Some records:
>> START
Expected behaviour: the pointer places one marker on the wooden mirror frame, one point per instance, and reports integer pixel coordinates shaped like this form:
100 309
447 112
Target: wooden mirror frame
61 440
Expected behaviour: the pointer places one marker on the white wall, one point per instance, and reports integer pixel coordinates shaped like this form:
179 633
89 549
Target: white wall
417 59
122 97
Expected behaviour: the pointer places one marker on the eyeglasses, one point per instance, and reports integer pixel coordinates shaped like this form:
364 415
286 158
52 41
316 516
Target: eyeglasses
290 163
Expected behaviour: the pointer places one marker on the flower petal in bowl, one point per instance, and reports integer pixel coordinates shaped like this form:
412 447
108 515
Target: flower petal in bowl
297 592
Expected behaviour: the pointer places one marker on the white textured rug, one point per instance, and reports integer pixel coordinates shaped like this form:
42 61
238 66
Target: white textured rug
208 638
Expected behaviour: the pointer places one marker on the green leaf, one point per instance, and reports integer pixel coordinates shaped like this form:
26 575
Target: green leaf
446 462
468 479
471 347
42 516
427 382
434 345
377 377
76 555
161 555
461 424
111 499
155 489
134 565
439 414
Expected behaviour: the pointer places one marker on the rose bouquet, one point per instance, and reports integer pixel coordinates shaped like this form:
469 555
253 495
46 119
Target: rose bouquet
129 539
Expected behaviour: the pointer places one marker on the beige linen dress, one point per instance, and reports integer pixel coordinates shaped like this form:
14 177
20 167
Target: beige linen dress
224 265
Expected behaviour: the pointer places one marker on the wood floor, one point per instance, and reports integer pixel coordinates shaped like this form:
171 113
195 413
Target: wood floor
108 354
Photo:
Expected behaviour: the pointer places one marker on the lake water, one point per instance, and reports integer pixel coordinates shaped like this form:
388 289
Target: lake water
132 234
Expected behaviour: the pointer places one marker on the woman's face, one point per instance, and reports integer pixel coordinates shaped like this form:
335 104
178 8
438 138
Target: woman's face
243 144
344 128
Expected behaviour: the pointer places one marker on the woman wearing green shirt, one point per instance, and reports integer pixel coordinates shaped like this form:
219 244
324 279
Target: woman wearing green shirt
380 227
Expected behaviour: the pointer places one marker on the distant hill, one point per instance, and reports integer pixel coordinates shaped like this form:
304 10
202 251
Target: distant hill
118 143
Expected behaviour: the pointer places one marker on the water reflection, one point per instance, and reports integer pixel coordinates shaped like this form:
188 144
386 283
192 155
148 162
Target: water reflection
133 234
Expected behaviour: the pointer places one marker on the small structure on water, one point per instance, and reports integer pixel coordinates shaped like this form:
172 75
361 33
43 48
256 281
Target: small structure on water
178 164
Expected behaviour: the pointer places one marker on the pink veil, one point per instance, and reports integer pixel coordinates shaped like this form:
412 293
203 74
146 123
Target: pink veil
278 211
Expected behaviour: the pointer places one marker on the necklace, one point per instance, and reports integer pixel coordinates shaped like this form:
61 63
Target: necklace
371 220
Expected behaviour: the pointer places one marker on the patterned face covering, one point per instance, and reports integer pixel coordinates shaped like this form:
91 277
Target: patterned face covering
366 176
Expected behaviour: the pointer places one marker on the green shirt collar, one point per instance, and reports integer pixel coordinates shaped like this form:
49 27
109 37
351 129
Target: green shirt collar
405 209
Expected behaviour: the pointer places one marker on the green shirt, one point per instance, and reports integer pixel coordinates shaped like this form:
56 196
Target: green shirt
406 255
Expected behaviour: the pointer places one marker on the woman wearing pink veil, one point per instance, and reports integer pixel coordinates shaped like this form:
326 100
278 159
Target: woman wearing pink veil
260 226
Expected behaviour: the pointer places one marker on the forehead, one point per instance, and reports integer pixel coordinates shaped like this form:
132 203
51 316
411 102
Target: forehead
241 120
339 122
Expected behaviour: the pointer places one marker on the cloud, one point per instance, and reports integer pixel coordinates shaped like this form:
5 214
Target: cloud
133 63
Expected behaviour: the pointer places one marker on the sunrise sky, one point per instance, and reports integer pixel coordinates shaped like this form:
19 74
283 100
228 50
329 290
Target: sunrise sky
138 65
>> END
=== Task statement ===
Repeat each record in full; every line must match exactly.

=== Exercise output ===
Expected behaviour: the pointer places one marker on the wooden mirror frame, one point per instance, and reports integer pixel coordinates shaped like this form:
100 309
447 112
Target: wooden mirror frame
61 440
Expected behaviour: the pointer places one marker on the white wall, one point per instance, and reports integer pixel coordinates shaped like this form:
179 633
89 549
Target: white wall
417 59
122 97
Expected behaviour: the pointer places one marker on the eyeglasses, one point per instance, and reports integer pixel coordinates shaped like this form:
364 415
286 158
52 41
316 516
Target: eyeglasses
290 163
Expected behaviour: the pointer places one marker on the flower petal in bowl, one point per instance, and reports integer pixel coordinates shaped like this form:
412 447
108 515
Target: flower petal in bowl
297 592
Expected behaviour: the pointer places one marker on the white textured rug, one point per instance, and reports integer pixel coordinates shaped like this form:
42 61
238 66
Target: white textured rug
208 638
Expected behaviour: the pointer places one marker on the green leaf, one point per instance, and reports integer pixel coordinates shaped like this form:
26 575
Target: green leaf
446 462
468 479
471 347
42 516
427 382
434 345
377 377
76 555
161 555
461 424
111 499
155 489
134 565
439 414
Expected behaviour: the pointer places one marker on the rose bouquet, one point per instance, and reports integer pixel coordinates shaped like this form:
469 555
253 495
46 119
Target: rose bouquet
129 539
Expected behaviour: the pointer places one marker on the beige linen dress, one point per instance, and reports integer pixel coordinates shaped like this form:
14 177
20 167
Target: beige linen dress
224 265
Expected behaviour: the pointer places one marker on the wood floor, one point per instance, and reports integer pixel coordinates shaped like this form:
171 113
195 413
Target: wood floor
108 354
Photo:
Expected behaviour: the pointer places one marker on the lake water, one point per instance, and reports integer pixel coordinates shaped like this form:
388 289
Target: lake water
132 234
Expected behaviour: the pointer places one marker on the woman's face, one point per instance, and reports integer pixel coordinates shaped like this form:
335 104
178 8
438 138
Target: woman's face
243 144
344 128
Expected behaviour: the pointer places one marker on the woman wearing green shirt, one point per instance, and reports integer pixel coordinates shaped like this form:
219 244
324 279
Target: woman wearing green shirt
380 227
Expected behaviour: the pointer places one marker on the distant hill, one point per instance, and reports integer pixel coordinates shaped like this form:
304 10
202 251
Target: distant hill
118 143
Expected behaviour: the pointer places one marker on the water reflection, one point per instance, and reports integer pixel coordinates shaped like this form:
188 144
386 283
192 155
148 162
Target: water reflection
133 234
Expected behaviour: the pointer places one marker on the small structure on water, one point per instance, and reports integer pixel coordinates shaped like this form:
172 75
361 33
43 48
256 281
Target: small structure on water
178 164
Expected behaviour: the pointer places one marker on the pink veil, one point per instance, and reports integer pixel coordinates shaped like this form:
412 293
203 74
146 123
Target: pink veil
278 211
Expected behaviour: the pointer places one marker on the necklace, one point per instance, and reports integer pixel coordinates shaped like this form:
61 63
Target: necklace
371 220
Expected behaviour: the pointer places one marker on the patterned face covering, one point per instance, and reports integer pixel coordinates shaped like this form:
91 277
Target: patterned face covering
366 176
Expected behaviour: the pointer places one marker on the green shirt collar, one point per instance, and reports integer pixel coordinates shaped like this form:
49 27
109 37
351 129
Target: green shirt collar
405 209
Expected behaviour: the pointer places one marker on the green shirt, one point per instance, and reports integer pixel coordinates shaped like this form:
56 196
Target: green shirt
406 255
Expected behaviour: the pointer places one marker on the woman wearing pink veil, one point per instance, and reports integer pixel coordinates shaped like this form:
326 100
278 159
Target: woman wearing pink veil
260 226
Expected behaviour: the pointer places one marker on the forehead, one point per instance, and reports integer pixel coordinates shaped like this form:
132 203
51 316
411 102
Target: forehead
241 120
339 122
Expected behaviour: the pointer places one marker on the cloud, one point per instance, and reports integer pixel coordinates shaped like this form:
5 214
Target: cloud
133 63
Expected behaviour: the pointer places one marker on the sunrise sky, one point per instance, and reports integer pixel coordinates shaped like this form:
19 74
283 100
228 50
329 290
Target: sunrise sky
138 65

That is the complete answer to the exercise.